──────── Provided data
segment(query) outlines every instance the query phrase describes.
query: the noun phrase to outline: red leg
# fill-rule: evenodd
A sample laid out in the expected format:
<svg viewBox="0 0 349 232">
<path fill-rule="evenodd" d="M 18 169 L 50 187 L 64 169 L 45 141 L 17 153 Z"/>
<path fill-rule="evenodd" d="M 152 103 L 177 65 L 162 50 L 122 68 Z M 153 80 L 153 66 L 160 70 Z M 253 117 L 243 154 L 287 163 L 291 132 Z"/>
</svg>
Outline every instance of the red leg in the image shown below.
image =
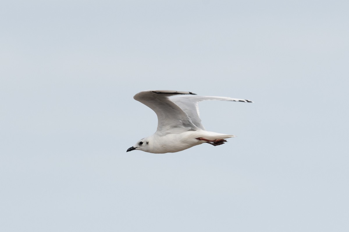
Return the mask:
<svg viewBox="0 0 349 232">
<path fill-rule="evenodd" d="M 224 143 L 224 142 L 228 142 L 225 139 L 215 139 L 214 140 L 210 140 L 210 139 L 208 139 L 207 138 L 202 138 L 202 137 L 196 138 L 196 139 L 199 140 L 204 140 L 204 141 L 207 141 L 206 142 L 206 143 L 209 143 L 210 144 L 213 145 L 214 146 L 218 146 L 218 145 L 220 145 Z"/>
</svg>

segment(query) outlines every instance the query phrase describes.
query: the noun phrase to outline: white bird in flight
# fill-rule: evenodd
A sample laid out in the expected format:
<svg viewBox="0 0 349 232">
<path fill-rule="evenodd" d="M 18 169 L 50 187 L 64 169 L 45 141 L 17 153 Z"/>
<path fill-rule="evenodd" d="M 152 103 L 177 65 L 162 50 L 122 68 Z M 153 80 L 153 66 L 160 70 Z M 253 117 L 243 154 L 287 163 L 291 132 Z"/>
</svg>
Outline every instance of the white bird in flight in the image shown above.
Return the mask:
<svg viewBox="0 0 349 232">
<path fill-rule="evenodd" d="M 171 96 L 176 95 L 169 98 Z M 214 146 L 235 137 L 208 131 L 201 124 L 198 103 L 206 100 L 252 102 L 249 100 L 224 97 L 198 96 L 191 92 L 170 90 L 142 91 L 133 98 L 154 110 L 157 115 L 156 131 L 142 138 L 126 152 L 140 150 L 147 152 L 177 152 L 206 143 Z"/>
</svg>

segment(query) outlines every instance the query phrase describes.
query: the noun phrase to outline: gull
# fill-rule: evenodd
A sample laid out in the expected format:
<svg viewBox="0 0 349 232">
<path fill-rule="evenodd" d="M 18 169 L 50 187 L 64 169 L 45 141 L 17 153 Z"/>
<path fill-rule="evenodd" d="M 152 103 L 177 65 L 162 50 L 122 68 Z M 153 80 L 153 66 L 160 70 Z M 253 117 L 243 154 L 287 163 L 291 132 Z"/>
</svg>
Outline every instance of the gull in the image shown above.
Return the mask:
<svg viewBox="0 0 349 232">
<path fill-rule="evenodd" d="M 227 142 L 225 139 L 235 137 L 206 130 L 199 117 L 199 102 L 218 100 L 252 102 L 249 100 L 198 96 L 191 92 L 170 90 L 142 91 L 133 98 L 155 112 L 157 129 L 154 134 L 139 140 L 126 152 L 140 150 L 158 154 L 177 152 L 204 143 L 221 145 Z"/>
</svg>

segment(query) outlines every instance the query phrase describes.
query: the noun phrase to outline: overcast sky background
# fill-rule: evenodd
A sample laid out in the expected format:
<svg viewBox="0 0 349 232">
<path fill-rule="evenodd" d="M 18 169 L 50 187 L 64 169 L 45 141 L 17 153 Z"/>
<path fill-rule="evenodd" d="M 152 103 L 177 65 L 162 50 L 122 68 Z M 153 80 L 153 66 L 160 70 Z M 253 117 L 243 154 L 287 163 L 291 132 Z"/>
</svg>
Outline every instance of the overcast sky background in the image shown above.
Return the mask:
<svg viewBox="0 0 349 232">
<path fill-rule="evenodd" d="M 349 2 L 0 3 L 0 230 L 348 231 Z M 237 137 L 156 154 L 165 89 Z"/>
</svg>

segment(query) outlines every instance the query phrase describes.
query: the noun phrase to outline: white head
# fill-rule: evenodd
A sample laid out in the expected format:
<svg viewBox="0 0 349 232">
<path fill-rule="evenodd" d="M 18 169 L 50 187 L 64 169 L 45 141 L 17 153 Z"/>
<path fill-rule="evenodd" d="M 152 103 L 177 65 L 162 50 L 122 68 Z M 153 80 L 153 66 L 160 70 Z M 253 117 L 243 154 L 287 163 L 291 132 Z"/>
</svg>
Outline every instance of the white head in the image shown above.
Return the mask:
<svg viewBox="0 0 349 232">
<path fill-rule="evenodd" d="M 140 150 L 149 152 L 150 149 L 149 139 L 147 137 L 142 138 L 134 146 L 128 149 L 126 152 L 133 150 Z"/>
</svg>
────────────────
• **What is needed**
Omit the pictures and reproduce the listing exactly.

• **Problem solution**
segment(query) outlines every instance the query phrase describes.
query: the noun phrase to outline: red leg
# fill-rule: evenodd
A sample laid out in the expected format:
<svg viewBox="0 0 349 232">
<path fill-rule="evenodd" d="M 18 169 L 50 187 L 64 169 L 45 141 L 17 153 Z"/>
<path fill-rule="evenodd" d="M 152 103 L 177 65 L 162 50 L 122 68 Z M 153 80 L 153 66 L 160 70 Z M 253 117 L 243 154 L 287 163 L 291 132 Z"/>
</svg>
Outline every instance of the red leg in the image shown below.
image =
Return the mask:
<svg viewBox="0 0 349 232">
<path fill-rule="evenodd" d="M 224 143 L 224 142 L 228 142 L 225 139 L 215 139 L 214 140 L 210 140 L 210 139 L 208 139 L 207 138 L 202 138 L 202 137 L 196 138 L 196 139 L 199 140 L 204 140 L 204 141 L 207 141 L 206 142 L 206 143 L 209 143 L 210 144 L 213 145 L 214 146 L 218 146 L 218 145 L 220 145 Z"/>
</svg>

segment(query) outlines every instance the query phrase describes.
query: the noun phrase to outline: white bird in flight
# fill-rule: evenodd
A sample laid out in the expected format:
<svg viewBox="0 0 349 232">
<path fill-rule="evenodd" d="M 18 169 L 50 187 L 64 169 L 45 141 L 17 153 Z"/>
<path fill-rule="evenodd" d="M 152 103 L 177 65 L 162 50 L 122 68 Z M 153 80 L 153 66 L 160 70 Z M 253 117 L 243 154 L 287 163 L 291 132 Z"/>
</svg>
Outline every instance of the white bird in flight in the image shown above.
Return the mask:
<svg viewBox="0 0 349 232">
<path fill-rule="evenodd" d="M 171 96 L 176 95 L 169 98 Z M 214 146 L 235 137 L 208 131 L 201 124 L 198 103 L 206 100 L 252 102 L 249 100 L 224 97 L 198 96 L 191 92 L 170 90 L 142 91 L 133 98 L 154 110 L 157 115 L 156 131 L 142 138 L 126 152 L 140 150 L 147 152 L 177 152 L 206 143 Z"/>
</svg>

segment(query) outlines every instance the query phrase describes.
query: the noun phrase to outline: gull
# fill-rule: evenodd
A sample laid out in the expected format:
<svg viewBox="0 0 349 232">
<path fill-rule="evenodd" d="M 18 169 L 50 187 L 64 169 L 45 141 L 17 153 Z"/>
<path fill-rule="evenodd" d="M 152 103 L 177 65 L 162 50 L 122 68 Z M 153 80 L 153 66 L 160 70 Z M 253 117 L 243 154 L 287 163 L 291 132 Z"/>
</svg>
Outline every instance of the gull in the image shown above.
Return the mask:
<svg viewBox="0 0 349 232">
<path fill-rule="evenodd" d="M 227 142 L 225 139 L 235 137 L 206 130 L 199 117 L 199 102 L 218 100 L 252 102 L 249 100 L 198 96 L 191 92 L 170 90 L 142 91 L 133 98 L 155 112 L 157 129 L 154 134 L 139 140 L 126 152 L 140 150 L 158 154 L 177 152 L 204 143 L 221 145 Z"/>
</svg>

segment(query) outlines every instance the query phrase describes.
query: the noun phrase to outline: overcast sky background
# fill-rule: evenodd
A sample laid out in the expected format:
<svg viewBox="0 0 349 232">
<path fill-rule="evenodd" d="M 18 169 L 50 187 L 64 169 L 45 141 L 17 153 Z"/>
<path fill-rule="evenodd" d="M 152 103 L 177 65 L 162 50 L 122 68 Z M 153 80 L 153 66 L 160 70 Z M 253 117 L 243 154 L 287 163 L 291 132 Z"/>
</svg>
Outline every instance of the overcast sky background in the image shown above.
Return the mask:
<svg viewBox="0 0 349 232">
<path fill-rule="evenodd" d="M 349 2 L 0 3 L 0 230 L 348 231 Z M 237 137 L 156 154 L 165 89 Z"/>
</svg>

segment(query) outlines every instance the query phrase describes.
query: the noun phrase to outline: white head
# fill-rule: evenodd
A sample laid out in the expected format:
<svg viewBox="0 0 349 232">
<path fill-rule="evenodd" d="M 18 169 L 50 187 L 64 169 L 45 141 L 17 153 Z"/>
<path fill-rule="evenodd" d="M 152 103 L 177 65 L 162 50 L 122 68 Z M 153 80 L 153 66 L 160 70 Z M 253 117 L 243 154 L 287 163 L 291 132 Z"/>
</svg>
Outline every instance of the white head in the image shown above.
Return the mask:
<svg viewBox="0 0 349 232">
<path fill-rule="evenodd" d="M 140 150 L 149 152 L 150 149 L 149 139 L 147 137 L 142 138 L 134 146 L 128 149 L 126 152 L 133 150 Z"/>
</svg>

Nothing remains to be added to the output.